━━ Passage provided

Secret report exposes terror network’s operations in Kampala attack

FILE | NATION
Some of the suspects held in connection with the Kampala attack are led to Luzira prison in Uganda.

New details have emerged about what police and the intelligence services fear is a network of terrorists who pose a threat to Kenyans.

In a report shown to the Nation on Thursday, the authorities also revealed more information about how they believe the bombing attacks in Kampala on July 11 were planned and carried.

But the purpose of leaking the declassified information appeared to be to warn the country of the danger posed by elements of what they called al-Qaeda’s East African cell. Local al-Qaeda has merged with al-Shabaab, the Somali extremist group which claimed responsibility for the Kampala bombings.

According to the report, the cell has 17 officials, and two liason officers based in Nairobi and Beirut, providing the link to al-Qaeda.

The cell leader in East Africa, the report claims, is Mr Fazul Harun, an Afghanistan trained terrorist who has been involved in planning and executing all terrorist attacks against Kenya and on whose head the United States government has placed a $5 million bounty.

Anti-terror officials accuse Mr Abu Sahal of being Mr Harun’s deputy. The Nation could not reach Mr Sahal or independently verify the claims.

According to the report, terrorists in Somalia have been recruiting suicide bombers, intelligence and surveillance officers from Kenya, Uganda and Tanzania since 2007.

The recruitment was, with time, extended from North Eastern and Coast provinces to Central, Western, Nyanza and Eastern.

━━━━
━━ Data supplied

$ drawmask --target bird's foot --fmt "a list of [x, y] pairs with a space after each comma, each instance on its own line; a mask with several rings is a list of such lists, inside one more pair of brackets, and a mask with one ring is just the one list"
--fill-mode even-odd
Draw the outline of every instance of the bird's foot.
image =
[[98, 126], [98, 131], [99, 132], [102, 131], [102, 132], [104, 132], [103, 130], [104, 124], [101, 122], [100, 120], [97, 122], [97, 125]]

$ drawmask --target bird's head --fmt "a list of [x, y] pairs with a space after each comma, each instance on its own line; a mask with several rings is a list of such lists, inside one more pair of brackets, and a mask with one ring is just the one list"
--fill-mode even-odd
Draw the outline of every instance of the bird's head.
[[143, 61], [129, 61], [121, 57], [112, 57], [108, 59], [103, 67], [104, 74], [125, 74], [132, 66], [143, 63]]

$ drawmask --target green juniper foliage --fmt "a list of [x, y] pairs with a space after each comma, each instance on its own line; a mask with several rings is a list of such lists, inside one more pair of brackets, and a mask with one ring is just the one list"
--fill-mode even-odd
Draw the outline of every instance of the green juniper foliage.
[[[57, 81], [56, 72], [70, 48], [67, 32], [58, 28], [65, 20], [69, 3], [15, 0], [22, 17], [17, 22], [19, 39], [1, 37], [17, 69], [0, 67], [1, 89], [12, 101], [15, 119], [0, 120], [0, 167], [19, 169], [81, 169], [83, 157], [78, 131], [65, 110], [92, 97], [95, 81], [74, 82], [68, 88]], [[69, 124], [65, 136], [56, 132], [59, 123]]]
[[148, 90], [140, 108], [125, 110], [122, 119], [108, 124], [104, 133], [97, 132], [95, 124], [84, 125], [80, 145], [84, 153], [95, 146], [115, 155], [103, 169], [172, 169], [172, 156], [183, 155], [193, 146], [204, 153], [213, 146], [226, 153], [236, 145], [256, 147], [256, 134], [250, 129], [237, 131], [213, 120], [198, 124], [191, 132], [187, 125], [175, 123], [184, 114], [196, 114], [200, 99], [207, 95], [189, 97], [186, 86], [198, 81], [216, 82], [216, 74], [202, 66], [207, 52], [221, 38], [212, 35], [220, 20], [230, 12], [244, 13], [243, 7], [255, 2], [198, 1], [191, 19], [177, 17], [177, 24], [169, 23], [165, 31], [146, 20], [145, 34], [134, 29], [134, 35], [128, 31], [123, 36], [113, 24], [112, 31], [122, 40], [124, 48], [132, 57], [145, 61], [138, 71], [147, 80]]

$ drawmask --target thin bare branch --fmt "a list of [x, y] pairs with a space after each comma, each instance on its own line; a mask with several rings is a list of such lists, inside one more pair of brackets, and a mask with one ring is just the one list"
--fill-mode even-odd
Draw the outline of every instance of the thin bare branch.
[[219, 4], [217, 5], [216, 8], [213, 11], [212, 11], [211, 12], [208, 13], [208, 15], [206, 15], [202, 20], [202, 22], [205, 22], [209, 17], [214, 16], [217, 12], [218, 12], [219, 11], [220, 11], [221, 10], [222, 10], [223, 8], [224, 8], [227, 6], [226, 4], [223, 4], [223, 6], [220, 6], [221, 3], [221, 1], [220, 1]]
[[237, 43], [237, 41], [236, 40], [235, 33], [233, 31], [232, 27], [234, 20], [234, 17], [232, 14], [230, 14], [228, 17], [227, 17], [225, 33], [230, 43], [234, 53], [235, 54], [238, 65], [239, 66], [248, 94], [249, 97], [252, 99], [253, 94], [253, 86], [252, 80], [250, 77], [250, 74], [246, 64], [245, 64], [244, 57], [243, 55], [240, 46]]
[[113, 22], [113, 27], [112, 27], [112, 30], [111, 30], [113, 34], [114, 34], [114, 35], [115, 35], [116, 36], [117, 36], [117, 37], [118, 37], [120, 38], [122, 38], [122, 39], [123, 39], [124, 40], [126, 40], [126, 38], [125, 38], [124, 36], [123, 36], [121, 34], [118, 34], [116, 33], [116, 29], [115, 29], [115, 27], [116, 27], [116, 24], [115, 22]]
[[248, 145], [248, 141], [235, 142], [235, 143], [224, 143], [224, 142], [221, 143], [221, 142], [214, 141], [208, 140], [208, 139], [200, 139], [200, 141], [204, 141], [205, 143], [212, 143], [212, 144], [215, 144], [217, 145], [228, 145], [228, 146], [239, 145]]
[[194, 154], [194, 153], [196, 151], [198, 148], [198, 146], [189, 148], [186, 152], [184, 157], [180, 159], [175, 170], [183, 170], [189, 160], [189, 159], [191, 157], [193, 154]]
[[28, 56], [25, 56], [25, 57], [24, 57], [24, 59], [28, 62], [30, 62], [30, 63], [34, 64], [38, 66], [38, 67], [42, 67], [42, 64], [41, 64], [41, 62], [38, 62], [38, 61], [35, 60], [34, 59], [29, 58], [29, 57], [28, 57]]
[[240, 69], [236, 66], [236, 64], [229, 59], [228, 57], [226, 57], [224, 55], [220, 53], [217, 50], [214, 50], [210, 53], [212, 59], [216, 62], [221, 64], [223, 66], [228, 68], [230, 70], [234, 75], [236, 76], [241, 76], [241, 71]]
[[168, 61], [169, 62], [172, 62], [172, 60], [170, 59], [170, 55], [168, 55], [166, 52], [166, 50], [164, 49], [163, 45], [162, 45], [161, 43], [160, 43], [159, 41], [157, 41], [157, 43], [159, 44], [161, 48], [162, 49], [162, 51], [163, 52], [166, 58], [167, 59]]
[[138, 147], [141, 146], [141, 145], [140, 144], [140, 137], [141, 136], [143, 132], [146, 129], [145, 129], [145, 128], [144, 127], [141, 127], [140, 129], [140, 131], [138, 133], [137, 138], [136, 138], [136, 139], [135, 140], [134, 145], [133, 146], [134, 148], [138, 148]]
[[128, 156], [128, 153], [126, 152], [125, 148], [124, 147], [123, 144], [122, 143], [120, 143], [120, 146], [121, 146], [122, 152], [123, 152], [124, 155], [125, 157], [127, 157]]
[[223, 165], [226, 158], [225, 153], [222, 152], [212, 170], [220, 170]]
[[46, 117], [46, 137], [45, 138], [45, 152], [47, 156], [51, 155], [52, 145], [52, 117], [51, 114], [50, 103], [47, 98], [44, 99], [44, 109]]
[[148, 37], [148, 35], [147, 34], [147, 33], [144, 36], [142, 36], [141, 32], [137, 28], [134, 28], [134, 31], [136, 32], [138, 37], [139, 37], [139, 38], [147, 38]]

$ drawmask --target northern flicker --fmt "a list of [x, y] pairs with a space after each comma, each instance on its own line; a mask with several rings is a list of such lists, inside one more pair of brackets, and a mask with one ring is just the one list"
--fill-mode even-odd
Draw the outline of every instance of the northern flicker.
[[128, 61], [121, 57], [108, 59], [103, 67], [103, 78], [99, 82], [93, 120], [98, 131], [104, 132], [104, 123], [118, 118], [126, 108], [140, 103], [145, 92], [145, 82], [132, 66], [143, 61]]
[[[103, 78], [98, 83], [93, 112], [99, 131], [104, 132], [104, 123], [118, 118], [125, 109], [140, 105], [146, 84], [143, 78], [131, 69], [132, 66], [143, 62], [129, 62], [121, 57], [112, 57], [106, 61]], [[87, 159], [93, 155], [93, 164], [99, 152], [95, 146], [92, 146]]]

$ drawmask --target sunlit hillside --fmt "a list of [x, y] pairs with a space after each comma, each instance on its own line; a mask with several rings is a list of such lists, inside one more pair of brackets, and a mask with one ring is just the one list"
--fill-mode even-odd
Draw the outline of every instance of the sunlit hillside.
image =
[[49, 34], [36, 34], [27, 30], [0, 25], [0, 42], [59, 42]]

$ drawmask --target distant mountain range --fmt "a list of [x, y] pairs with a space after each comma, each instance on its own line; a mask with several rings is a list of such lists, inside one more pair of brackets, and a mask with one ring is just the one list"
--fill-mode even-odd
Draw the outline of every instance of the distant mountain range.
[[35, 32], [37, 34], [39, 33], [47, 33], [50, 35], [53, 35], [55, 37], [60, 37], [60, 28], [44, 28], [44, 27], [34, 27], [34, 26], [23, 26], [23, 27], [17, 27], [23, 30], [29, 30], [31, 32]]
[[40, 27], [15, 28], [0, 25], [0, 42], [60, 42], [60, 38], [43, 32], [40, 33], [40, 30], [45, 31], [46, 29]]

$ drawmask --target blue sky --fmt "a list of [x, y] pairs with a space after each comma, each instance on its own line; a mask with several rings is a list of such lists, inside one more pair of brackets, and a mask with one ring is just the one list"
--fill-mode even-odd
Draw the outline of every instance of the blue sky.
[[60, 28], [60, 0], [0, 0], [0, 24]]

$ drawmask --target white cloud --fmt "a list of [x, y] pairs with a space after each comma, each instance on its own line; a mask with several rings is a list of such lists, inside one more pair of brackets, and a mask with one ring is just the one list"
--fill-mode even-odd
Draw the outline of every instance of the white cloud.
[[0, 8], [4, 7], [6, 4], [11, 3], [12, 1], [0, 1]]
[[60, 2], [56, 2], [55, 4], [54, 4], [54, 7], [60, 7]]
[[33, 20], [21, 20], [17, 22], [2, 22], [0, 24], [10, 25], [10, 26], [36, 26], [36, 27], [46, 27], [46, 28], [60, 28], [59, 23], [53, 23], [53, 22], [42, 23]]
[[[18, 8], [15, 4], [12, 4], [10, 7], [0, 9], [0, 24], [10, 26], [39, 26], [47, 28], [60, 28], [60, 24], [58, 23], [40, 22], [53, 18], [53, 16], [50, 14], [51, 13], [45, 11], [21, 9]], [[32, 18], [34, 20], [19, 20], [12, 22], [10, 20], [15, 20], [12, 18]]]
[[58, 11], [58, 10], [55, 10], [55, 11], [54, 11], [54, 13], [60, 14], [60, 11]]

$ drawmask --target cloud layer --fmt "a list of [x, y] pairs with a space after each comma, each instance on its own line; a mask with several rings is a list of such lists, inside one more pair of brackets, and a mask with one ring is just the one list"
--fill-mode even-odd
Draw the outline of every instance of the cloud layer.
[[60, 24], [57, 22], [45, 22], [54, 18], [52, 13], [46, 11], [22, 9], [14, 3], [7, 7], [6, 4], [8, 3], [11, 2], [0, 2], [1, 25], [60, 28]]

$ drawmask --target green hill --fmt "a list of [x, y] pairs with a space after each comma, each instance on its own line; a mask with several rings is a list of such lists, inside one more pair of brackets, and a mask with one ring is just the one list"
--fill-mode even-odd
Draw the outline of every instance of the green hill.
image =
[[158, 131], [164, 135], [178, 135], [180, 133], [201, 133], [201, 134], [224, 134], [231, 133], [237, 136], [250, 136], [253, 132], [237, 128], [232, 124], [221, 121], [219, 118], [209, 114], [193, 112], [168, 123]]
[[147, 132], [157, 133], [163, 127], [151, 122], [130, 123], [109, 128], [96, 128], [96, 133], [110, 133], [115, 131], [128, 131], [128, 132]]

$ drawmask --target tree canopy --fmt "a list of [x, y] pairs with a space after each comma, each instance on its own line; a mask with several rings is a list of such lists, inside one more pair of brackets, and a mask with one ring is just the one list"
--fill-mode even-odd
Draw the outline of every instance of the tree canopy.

━━━━

→ Work order 1
According to the Kampala attack article, how many officials does the East African cell have?
→ Work order 2
Carry on the Kampala attack article from its last sentence.
You won't need the records for this.

→ Exercise output 1
The cell has 17 officials.

→ Exercise output 2
Some of the recruits have been arrested in connection with the Kampala bombings that claimed the lives of 76 people as they watched the World Cup finals on July 11, it claimed.

A day later, plans to stage similar attacks in Nairobi and Mombasa were scuttled after the suspects were arrested, according to the report.

The report also mentions a plan by al-Qaeda and al-Shabaab to disrupt the 2007 General Election but does not disclose the motive or how it would have been executed.

The explosives used in Uganda were assembled in Somalia, and possibly 10 vests laden with explosives were delivered to Mombasa in February.

“It has not been determined who bought the vests, the actual number and how they got into the country, but it’s likely they were brought in by sea,” it reads.

They were kept at a house in Mwembe Tanganyika by one of the Kenyans arraigned in court in Uganda, the report claims.

The report does not say how the vests were brought to Nairobi but reveals that a Landcruiser was bought which transported them from Nairobi to Kampala on May 8, entering Uganda at Malaba. One of the vehicle’s occupants, was arrested at the border “because he had been watch listed,” according to the report.

Two top lieutenants of al-Qaeda’s chief commander in East Africa organised his release.

So far, 38 suspects, among them nine Kenyans, have been arrested and are facing trial in Uganda.

Muslim leaders in Kenya have accused police and the intelligence services of illegally transferring Kenyans to Uganda and are demanding that they be returned and tried at home.